Record set Start Marker

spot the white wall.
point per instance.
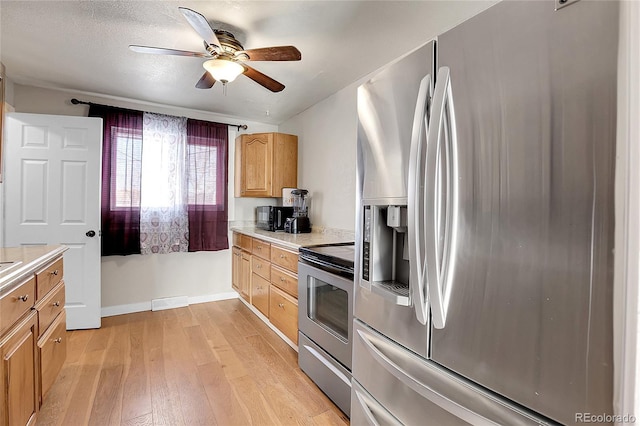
(129, 283)
(327, 135)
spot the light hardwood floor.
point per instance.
(208, 364)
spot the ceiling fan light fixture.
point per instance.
(223, 70)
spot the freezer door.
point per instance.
(529, 313)
(415, 391)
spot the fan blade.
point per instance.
(163, 51)
(206, 81)
(262, 79)
(278, 53)
(201, 25)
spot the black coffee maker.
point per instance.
(299, 223)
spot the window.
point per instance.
(126, 169)
(153, 163)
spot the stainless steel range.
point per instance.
(325, 313)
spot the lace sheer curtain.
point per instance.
(164, 223)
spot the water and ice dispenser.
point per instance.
(385, 252)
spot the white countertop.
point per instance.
(295, 241)
(18, 262)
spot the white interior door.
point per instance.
(52, 196)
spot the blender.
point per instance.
(299, 223)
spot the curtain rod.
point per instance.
(78, 102)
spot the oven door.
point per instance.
(325, 310)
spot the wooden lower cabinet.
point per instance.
(18, 369)
(32, 333)
(236, 267)
(283, 313)
(260, 294)
(52, 348)
(245, 276)
(271, 274)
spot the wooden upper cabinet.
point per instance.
(265, 163)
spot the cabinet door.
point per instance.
(260, 294)
(236, 268)
(283, 313)
(18, 368)
(245, 275)
(254, 174)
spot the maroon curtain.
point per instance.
(207, 153)
(121, 172)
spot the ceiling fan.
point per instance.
(225, 55)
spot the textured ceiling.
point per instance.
(83, 46)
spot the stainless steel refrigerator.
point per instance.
(484, 242)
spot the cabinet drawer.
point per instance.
(286, 281)
(236, 239)
(283, 313)
(260, 267)
(284, 258)
(245, 242)
(260, 293)
(49, 278)
(53, 351)
(49, 307)
(260, 248)
(16, 303)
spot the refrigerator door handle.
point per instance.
(441, 182)
(369, 405)
(416, 199)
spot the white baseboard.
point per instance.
(169, 303)
(109, 311)
(213, 297)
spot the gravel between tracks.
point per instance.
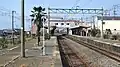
(96, 59)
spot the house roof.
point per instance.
(109, 17)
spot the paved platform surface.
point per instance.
(34, 57)
(100, 39)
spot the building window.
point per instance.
(67, 23)
(56, 23)
(62, 23)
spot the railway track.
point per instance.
(105, 52)
(69, 56)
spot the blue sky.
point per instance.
(15, 5)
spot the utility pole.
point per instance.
(49, 22)
(114, 11)
(43, 38)
(13, 27)
(22, 30)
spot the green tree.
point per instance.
(37, 14)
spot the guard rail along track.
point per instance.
(69, 56)
(109, 50)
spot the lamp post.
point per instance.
(22, 30)
(13, 27)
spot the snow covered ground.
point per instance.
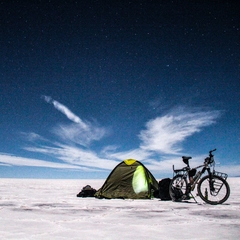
(49, 209)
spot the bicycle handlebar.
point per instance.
(210, 152)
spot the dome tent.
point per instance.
(130, 179)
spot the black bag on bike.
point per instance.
(164, 189)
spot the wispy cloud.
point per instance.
(166, 133)
(159, 141)
(6, 159)
(67, 112)
(80, 132)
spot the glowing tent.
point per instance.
(129, 179)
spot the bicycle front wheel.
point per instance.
(178, 188)
(215, 191)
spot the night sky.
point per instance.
(87, 84)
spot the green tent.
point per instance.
(129, 179)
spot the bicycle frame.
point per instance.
(188, 179)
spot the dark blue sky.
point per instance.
(87, 84)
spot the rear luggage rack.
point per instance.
(220, 174)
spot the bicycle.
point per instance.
(212, 188)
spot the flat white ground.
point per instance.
(49, 209)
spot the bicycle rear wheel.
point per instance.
(216, 192)
(177, 188)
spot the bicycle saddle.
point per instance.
(186, 159)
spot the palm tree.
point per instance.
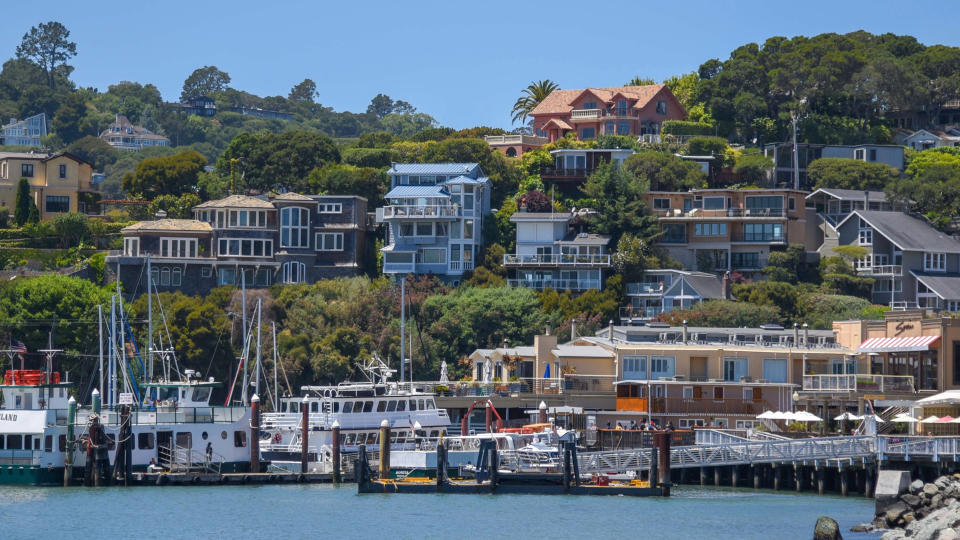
(532, 96)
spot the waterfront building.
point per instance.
(434, 218)
(26, 132)
(913, 264)
(123, 135)
(514, 145)
(290, 238)
(731, 229)
(637, 111)
(663, 290)
(553, 252)
(58, 181)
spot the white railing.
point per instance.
(858, 382)
(557, 284)
(510, 259)
(428, 211)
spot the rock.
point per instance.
(826, 529)
(894, 512)
(948, 534)
(912, 500)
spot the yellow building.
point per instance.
(56, 180)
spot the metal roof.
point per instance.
(907, 232)
(400, 192)
(433, 168)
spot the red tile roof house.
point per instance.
(626, 110)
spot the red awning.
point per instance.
(905, 344)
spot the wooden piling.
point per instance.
(255, 434)
(335, 447)
(385, 449)
(304, 434)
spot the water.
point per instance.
(325, 511)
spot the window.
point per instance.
(734, 368)
(145, 441)
(329, 241)
(710, 229)
(131, 247)
(294, 227)
(57, 203)
(775, 369)
(178, 248)
(935, 262)
(330, 208)
(294, 272)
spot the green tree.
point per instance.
(72, 228)
(67, 121)
(21, 212)
(532, 96)
(305, 90)
(166, 175)
(205, 81)
(840, 173)
(665, 172)
(48, 45)
(617, 195)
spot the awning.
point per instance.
(911, 344)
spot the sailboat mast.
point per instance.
(243, 301)
(149, 321)
(259, 368)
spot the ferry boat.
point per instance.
(359, 408)
(181, 430)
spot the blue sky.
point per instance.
(463, 63)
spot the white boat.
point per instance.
(359, 408)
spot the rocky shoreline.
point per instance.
(924, 512)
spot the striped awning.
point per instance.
(905, 344)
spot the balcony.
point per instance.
(556, 284)
(699, 213)
(883, 270)
(758, 238)
(858, 383)
(432, 211)
(561, 260)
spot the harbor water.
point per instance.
(325, 511)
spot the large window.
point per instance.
(57, 203)
(178, 247)
(329, 241)
(294, 272)
(935, 262)
(295, 227)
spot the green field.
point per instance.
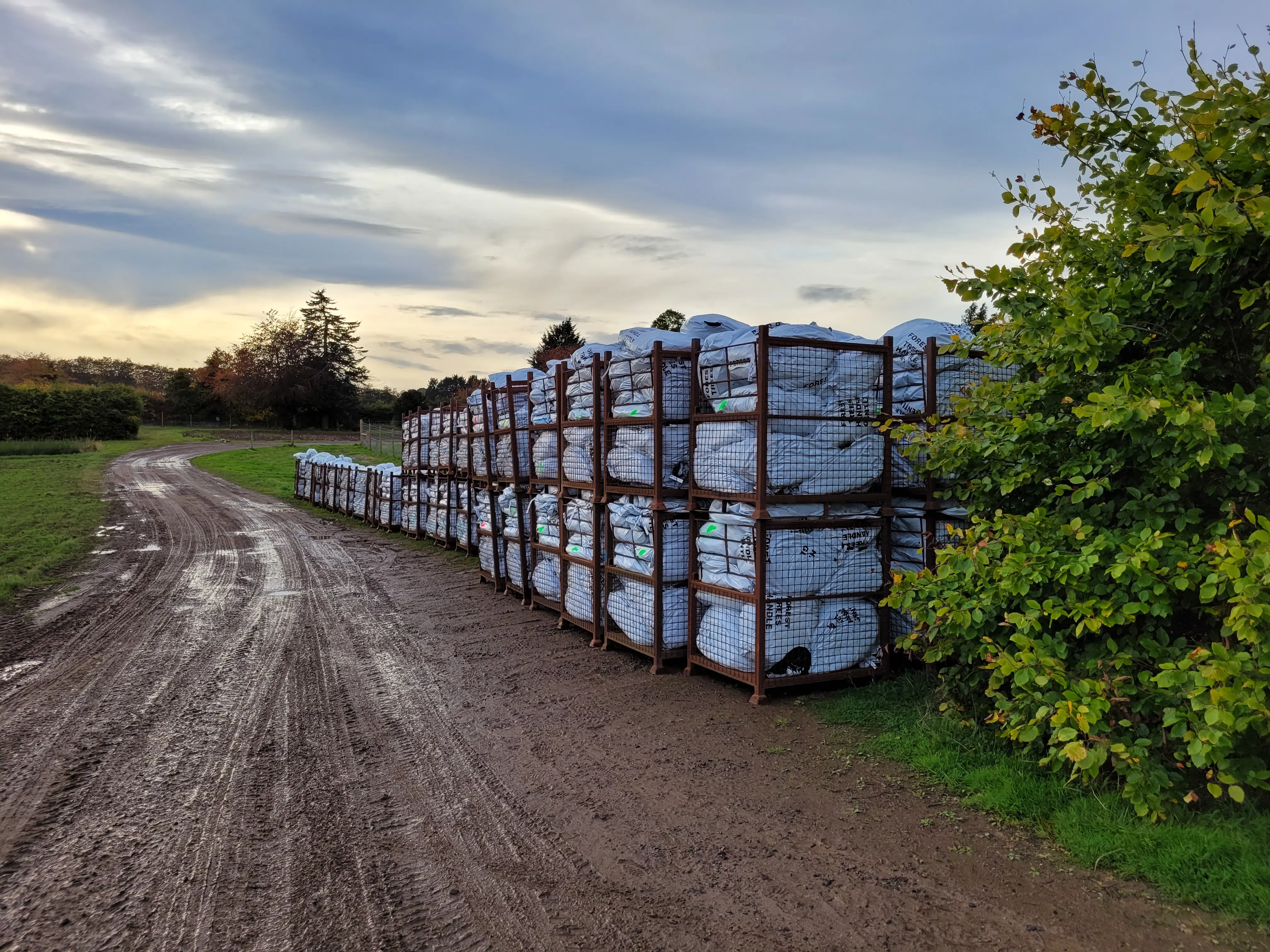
(50, 506)
(1218, 858)
(272, 470)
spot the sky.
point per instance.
(459, 176)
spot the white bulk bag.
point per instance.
(546, 577)
(630, 605)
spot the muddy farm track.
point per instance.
(251, 729)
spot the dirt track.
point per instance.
(249, 729)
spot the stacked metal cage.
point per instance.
(486, 488)
(546, 540)
(511, 469)
(648, 404)
(738, 504)
(582, 488)
(790, 485)
(415, 507)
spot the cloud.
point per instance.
(350, 225)
(439, 311)
(472, 347)
(652, 247)
(832, 292)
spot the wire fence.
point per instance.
(383, 439)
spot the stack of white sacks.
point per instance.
(580, 542)
(439, 439)
(817, 455)
(305, 488)
(477, 412)
(543, 411)
(826, 564)
(460, 520)
(516, 527)
(630, 602)
(545, 511)
(489, 520)
(953, 375)
(413, 450)
(581, 399)
(415, 502)
(351, 482)
(388, 508)
(519, 408)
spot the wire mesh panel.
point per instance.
(412, 441)
(515, 509)
(646, 574)
(545, 545)
(438, 524)
(343, 503)
(327, 488)
(463, 522)
(358, 485)
(388, 499)
(648, 400)
(806, 611)
(789, 485)
(582, 484)
(779, 416)
(512, 408)
(415, 506)
(545, 539)
(491, 545)
(583, 563)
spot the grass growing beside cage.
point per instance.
(272, 470)
(51, 504)
(1217, 858)
(48, 447)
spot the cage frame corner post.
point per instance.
(874, 496)
(658, 493)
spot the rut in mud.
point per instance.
(249, 729)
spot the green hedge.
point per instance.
(108, 412)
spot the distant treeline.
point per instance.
(69, 412)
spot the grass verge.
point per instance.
(272, 470)
(50, 506)
(1218, 860)
(48, 447)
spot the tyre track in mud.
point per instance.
(232, 748)
(256, 729)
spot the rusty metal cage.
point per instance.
(491, 549)
(545, 492)
(464, 525)
(648, 405)
(790, 497)
(511, 441)
(582, 498)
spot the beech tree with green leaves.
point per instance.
(1110, 602)
(670, 319)
(558, 342)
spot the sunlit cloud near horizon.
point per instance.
(458, 176)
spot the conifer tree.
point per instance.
(670, 319)
(335, 361)
(558, 342)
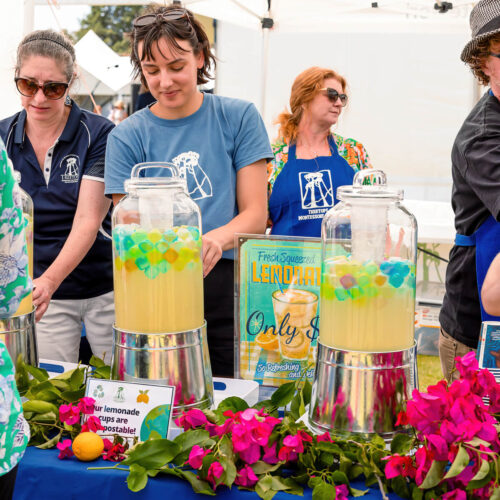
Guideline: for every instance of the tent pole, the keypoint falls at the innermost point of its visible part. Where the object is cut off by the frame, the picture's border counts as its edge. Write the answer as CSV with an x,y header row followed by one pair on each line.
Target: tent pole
x,y
29,16
267,23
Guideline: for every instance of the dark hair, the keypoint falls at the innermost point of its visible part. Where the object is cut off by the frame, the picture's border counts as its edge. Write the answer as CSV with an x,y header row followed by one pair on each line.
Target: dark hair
x,y
47,43
304,89
184,28
479,56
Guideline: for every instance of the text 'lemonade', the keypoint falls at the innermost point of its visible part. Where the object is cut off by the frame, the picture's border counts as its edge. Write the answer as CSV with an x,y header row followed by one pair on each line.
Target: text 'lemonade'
x,y
366,306
294,311
158,278
26,305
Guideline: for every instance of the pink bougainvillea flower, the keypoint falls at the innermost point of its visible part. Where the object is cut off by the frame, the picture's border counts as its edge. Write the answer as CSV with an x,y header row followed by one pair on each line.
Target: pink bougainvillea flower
x,y
455,494
64,448
270,456
246,477
69,414
86,406
92,424
325,437
214,473
196,455
399,466
191,419
341,492
113,452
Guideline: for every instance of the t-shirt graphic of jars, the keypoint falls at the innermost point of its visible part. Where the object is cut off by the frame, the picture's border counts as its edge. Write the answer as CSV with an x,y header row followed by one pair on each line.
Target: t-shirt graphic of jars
x,y
316,189
198,182
119,397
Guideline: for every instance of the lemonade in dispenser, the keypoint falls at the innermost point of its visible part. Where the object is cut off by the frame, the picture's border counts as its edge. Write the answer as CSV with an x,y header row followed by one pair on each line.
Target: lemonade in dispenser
x,y
366,361
159,334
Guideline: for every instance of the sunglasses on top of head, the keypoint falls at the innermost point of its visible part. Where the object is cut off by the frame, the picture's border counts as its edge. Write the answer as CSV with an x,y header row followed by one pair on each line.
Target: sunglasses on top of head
x,y
333,95
51,90
171,15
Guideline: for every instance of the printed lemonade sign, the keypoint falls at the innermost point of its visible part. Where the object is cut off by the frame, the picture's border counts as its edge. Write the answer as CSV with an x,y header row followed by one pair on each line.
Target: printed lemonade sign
x,y
278,304
130,409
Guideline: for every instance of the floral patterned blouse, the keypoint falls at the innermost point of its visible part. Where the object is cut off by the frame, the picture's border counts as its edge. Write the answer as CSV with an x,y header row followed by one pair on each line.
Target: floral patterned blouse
x,y
352,151
14,285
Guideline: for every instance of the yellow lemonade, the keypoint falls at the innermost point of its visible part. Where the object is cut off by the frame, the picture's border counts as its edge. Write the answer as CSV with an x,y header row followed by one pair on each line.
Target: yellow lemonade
x,y
367,307
158,279
26,305
294,311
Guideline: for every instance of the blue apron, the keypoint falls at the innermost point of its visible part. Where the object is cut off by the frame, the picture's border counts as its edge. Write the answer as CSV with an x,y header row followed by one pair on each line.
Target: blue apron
x,y
305,190
486,239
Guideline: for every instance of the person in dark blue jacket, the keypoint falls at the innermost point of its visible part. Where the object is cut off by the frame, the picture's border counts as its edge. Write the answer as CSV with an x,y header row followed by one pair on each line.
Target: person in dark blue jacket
x,y
59,150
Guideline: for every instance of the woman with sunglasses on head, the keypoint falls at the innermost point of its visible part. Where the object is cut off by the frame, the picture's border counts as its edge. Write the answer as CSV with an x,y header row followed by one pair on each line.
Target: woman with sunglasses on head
x,y
310,161
219,144
59,150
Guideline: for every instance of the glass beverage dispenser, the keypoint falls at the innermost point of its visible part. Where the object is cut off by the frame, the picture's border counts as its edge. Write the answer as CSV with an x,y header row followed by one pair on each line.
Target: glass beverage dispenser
x,y
18,331
160,333
366,357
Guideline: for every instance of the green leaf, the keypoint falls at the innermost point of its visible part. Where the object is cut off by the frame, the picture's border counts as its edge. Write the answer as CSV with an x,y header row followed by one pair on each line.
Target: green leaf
x,y
45,418
152,454
339,477
496,494
324,491
435,475
96,362
37,373
261,467
378,442
137,478
186,440
38,406
401,444
283,395
76,379
103,372
461,461
233,403
483,471
51,442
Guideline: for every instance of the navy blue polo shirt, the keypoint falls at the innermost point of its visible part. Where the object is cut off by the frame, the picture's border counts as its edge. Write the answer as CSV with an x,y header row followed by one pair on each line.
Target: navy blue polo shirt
x,y
78,153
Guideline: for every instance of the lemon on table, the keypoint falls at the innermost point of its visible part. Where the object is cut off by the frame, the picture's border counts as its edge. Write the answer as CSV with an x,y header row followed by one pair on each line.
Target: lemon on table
x,y
88,446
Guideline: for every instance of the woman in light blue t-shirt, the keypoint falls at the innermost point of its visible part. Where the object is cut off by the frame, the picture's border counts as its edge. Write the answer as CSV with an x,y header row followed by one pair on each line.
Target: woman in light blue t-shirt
x,y
219,144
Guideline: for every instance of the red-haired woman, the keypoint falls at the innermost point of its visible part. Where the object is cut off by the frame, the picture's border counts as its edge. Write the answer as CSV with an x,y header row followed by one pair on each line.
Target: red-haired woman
x,y
310,161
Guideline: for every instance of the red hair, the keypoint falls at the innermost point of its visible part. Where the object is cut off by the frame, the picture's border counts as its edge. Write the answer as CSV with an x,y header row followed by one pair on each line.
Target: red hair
x,y
304,89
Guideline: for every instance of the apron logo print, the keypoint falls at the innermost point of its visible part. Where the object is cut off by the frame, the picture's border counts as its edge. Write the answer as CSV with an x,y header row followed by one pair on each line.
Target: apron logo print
x,y
316,189
198,182
70,164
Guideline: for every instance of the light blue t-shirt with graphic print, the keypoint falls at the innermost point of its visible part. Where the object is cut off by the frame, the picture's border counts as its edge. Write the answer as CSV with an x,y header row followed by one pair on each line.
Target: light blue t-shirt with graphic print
x,y
209,147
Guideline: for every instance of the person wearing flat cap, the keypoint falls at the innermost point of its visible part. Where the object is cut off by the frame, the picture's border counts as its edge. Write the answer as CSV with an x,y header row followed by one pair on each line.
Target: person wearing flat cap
x,y
475,195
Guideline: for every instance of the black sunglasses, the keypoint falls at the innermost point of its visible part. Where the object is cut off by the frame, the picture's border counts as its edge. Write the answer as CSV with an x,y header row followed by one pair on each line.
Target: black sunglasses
x,y
333,95
171,15
51,90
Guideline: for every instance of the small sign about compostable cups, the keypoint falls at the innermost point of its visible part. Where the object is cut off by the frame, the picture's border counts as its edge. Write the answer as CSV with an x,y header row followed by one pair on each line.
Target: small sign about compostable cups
x,y
131,409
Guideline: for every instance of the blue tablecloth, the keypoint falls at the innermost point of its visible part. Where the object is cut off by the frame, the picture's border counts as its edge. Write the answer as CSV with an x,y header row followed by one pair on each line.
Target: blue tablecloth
x,y
42,476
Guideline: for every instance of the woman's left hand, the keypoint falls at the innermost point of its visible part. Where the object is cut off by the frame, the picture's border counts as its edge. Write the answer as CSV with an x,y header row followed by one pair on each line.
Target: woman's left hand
x,y
211,251
43,289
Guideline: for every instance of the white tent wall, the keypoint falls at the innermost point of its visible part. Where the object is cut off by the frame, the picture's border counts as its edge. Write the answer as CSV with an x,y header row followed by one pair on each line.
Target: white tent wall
x,y
10,36
409,91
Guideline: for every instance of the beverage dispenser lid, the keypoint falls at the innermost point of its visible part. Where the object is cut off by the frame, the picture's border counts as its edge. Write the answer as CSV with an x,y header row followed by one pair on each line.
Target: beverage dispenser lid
x,y
369,183
174,178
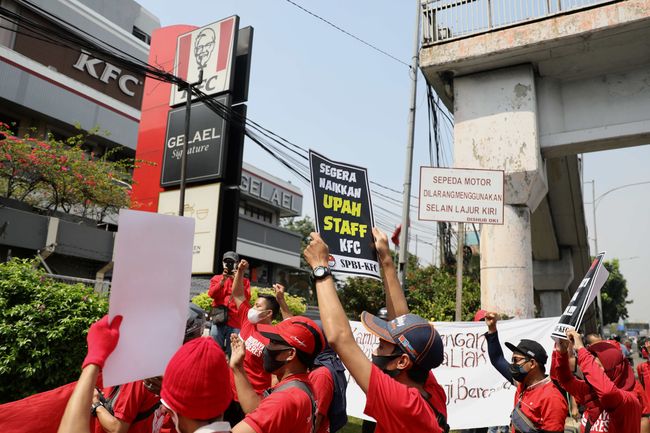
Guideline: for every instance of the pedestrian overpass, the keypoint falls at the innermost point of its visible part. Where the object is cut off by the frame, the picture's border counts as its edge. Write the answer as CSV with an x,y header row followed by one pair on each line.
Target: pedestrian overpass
x,y
532,84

Record set End Marker

Work required – Your answer should be the lines of the records that hold the string "refrigerator".

Output –
spot the stainless steel refrigerator.
spot the refrigerator door handle.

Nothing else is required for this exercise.